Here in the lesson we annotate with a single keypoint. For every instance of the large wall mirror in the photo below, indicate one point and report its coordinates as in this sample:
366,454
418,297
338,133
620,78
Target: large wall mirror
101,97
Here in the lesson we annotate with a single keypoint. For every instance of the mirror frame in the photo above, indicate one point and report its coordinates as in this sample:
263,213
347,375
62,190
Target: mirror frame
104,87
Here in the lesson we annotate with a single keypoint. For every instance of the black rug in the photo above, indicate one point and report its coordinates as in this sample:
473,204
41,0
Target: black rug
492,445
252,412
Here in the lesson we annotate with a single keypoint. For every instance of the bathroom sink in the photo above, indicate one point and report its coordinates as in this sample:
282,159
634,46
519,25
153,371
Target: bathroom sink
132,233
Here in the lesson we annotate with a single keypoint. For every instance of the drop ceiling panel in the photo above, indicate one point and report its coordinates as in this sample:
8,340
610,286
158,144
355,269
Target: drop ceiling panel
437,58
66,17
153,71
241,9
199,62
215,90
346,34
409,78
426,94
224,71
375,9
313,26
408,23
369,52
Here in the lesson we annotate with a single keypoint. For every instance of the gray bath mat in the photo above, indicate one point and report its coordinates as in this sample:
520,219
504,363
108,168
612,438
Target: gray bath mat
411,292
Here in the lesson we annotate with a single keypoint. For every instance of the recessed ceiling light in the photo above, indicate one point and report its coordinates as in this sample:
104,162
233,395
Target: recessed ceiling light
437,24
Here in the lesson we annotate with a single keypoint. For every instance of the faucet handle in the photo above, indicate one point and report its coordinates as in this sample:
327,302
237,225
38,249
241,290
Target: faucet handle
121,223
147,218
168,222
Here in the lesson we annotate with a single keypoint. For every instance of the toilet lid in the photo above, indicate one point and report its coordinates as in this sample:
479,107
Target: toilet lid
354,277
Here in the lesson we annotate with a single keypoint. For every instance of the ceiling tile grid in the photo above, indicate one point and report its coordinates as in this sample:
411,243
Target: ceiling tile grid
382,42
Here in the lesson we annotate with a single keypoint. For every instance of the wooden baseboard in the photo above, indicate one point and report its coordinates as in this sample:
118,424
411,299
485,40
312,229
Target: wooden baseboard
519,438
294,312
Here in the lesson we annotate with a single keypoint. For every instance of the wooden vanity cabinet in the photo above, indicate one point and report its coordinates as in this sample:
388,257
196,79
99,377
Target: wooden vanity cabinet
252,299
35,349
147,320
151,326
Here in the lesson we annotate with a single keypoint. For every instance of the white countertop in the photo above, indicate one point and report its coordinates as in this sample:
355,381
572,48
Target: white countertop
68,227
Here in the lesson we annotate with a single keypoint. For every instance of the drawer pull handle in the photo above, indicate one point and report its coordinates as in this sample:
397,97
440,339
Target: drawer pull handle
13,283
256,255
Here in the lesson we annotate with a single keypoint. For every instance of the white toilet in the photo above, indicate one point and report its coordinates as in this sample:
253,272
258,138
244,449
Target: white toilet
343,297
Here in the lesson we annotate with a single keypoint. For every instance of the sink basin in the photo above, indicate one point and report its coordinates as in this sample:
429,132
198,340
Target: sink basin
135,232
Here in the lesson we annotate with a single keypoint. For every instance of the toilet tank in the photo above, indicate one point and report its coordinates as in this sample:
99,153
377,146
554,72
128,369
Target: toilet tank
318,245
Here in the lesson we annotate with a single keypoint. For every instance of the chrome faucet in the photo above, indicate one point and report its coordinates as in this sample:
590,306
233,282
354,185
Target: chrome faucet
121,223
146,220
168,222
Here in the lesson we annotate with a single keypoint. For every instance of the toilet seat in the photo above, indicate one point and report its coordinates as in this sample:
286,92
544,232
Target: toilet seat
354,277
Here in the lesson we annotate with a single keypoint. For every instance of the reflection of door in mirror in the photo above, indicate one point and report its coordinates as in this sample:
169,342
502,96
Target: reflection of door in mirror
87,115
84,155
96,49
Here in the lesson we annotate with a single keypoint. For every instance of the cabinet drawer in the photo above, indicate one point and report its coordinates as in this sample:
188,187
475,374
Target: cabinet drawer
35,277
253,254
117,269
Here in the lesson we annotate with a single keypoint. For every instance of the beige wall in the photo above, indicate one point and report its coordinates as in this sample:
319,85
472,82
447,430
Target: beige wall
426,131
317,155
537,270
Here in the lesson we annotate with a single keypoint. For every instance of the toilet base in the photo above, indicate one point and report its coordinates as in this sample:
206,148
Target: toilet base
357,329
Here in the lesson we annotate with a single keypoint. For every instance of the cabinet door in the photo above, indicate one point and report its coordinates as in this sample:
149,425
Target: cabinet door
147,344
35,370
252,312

TO BE DONE:
Copy out each line above, character for character.

COMPLETED EXERCISE:
Here in the lesson we annotate with a single keypoint. For every instance of the large wall mirror in the photo below, indicate one point and report its coordinates as in this sample:
366,454
418,297
338,133
620,78
Target: large wall mirror
101,97
Here in the lesson we annotate with a single keypoint. For every instance of the mirror frame in the photo above, indicate one point and report its coordinates as in this sample:
263,213
347,375
62,190
Target: mirror frame
104,87
Here in the lesson we annotate with a single keypoint. For every instance of the black rug in the photo above, indicate one point and report its coordinates as in this sample:
473,204
41,0
Target: black rug
492,445
252,412
Here in the lesson we annotate with a single keypoint. For every instance of the bathroom sink in the photo above, indicate one point and report its coordinates as in this sample:
282,159
634,46
519,25
153,371
Target: bathroom sink
132,233
Here in the lesson we annotate with a single keypoint. For every instance of the drop ceiling panel in the photo above, indicate one point and report its coordinates as in this sample:
8,340
610,286
158,144
355,269
Target: drop ceiling panel
437,58
66,17
153,71
241,9
199,62
215,90
346,34
409,78
426,94
224,71
375,9
313,26
408,23
369,52
Here in the lesson we annotate with a single keypoint. For every instance of the gray bath mat in the photo above, indicate one point and report its coordinates as in this sample:
520,219
504,363
108,168
612,438
Target: gray bath mat
411,292
Here in the lesson we annotate with a single keypoint. For every instance of the recessed ceiling light in the photo above, indicate one point and report its coordinates as in this sample:
104,162
233,395
Target: recessed ceiling light
437,24
Here in the lesson we annotate with a single keypoint. For every instance of the faucet handle in the photo above, indicate one point and report its coordinates as in this sample:
327,302
237,225
38,249
241,290
Target: faucet handle
121,223
147,218
168,222
Here in the lesson we annotate with a single keypoint. For every instance of the toilet lid in the photo above, indicate one point and report its coordinates as in this sample:
479,107
Target: toilet lid
354,277
Here in the lesson we annotate with a single keypoint. For every instance of the ceiling tile grid in the photo above, indicate one point and report its coordinates as in this sample:
411,243
Target: ceiling tile grid
382,42
Here in the lesson we annotate with a single keypoint. For every instance of the wooden baseboard in the photo above, indicate one point and report its coordinates as in this sample:
118,424
411,299
485,40
312,229
Target: wooden baseboard
519,438
294,312
Here in the lesson we annotate with a single keypoint. For every instance of the wooden vanity cabinet in the photo above, indicate one point and report its coordinates as in this sample:
388,257
196,79
99,377
Target: wooden vanity cabinet
252,299
35,349
147,320
151,326
Here in the lesson we annotate with a single keypoint. For every instance of the white countertop in the photo above, indicate one point and report its coordinates as in this sample:
355,381
572,48
Target: white countertop
68,227
Here in the lesson we annotate with a single keypoint. For every instance of the drawer pull handle in the photo above, indicate one point and report its coordinates as in this sample:
397,97
440,339
Target: drawer pull handle
13,283
256,255
Here in the lesson we annotate with a single keypoint. For every instance of the white toilet in the photo above, indicate one point and report its coordinates as in this sample:
253,272
258,138
244,449
Target: white toilet
343,297
Here in the lesson we annotate with a single keypoint. For every instance of the sink basin in the photo above, indicate one point and report its coordinates as in this sample:
429,132
198,340
Target: sink basin
135,232
Here in the lesson we annotate with a single keypoint. For every instance of the toilet tank in the photo above, indicate one point and report its coordinates as in this sample:
99,153
377,146
554,72
128,369
Target: toilet tank
318,245
Here in the lesson we annotate with a single keypoint. For every instance of the chrome faucet in the photo above, indicate one point and report its coordinates as in this sample:
590,306
233,282
354,185
Target: chrome faucet
121,223
146,220
168,222
Here in the lesson we annotate with a single keypoint. For every instance of the toilet seat in the photo above, indicate one point and report its coordinates as in this sample:
286,92
544,232
Target: toilet seat
354,277
Here in the lesson we annotate with a single keypoint. For every instance of the reflection of door in mirror in the photo above, indicate one point and report its coordinates as in this sample:
169,342
502,96
Target: reflection of door in mirror
87,115
84,155
96,49
Here in the lesson we annotate with a single keypoint. For every instance of the cabinet drawer in the photo above, indicate one point and report its coordinates as in this sample:
188,187
475,374
Target: cabinet drawer
35,277
253,254
117,269
Here in the lesson we annotate with a single keypoint. For every instance of the beige wall in the photo above, indicate one point and report its coordinates as in this sample:
319,85
472,82
447,430
Target: beige wall
426,131
317,155
537,270
Here in the lesson we annotate with a single keypoint. For every instance of the toilet base in the photo above, indicate one point and report its coordinates as in this sample:
206,148
Target: toilet base
357,329
Here in the lesson we annotate with a single keypoint. For every instance of the cabinet door in the photo above, indicate one point and report its coordinates as in this sample:
149,425
Target: cabinet door
147,344
35,370
252,312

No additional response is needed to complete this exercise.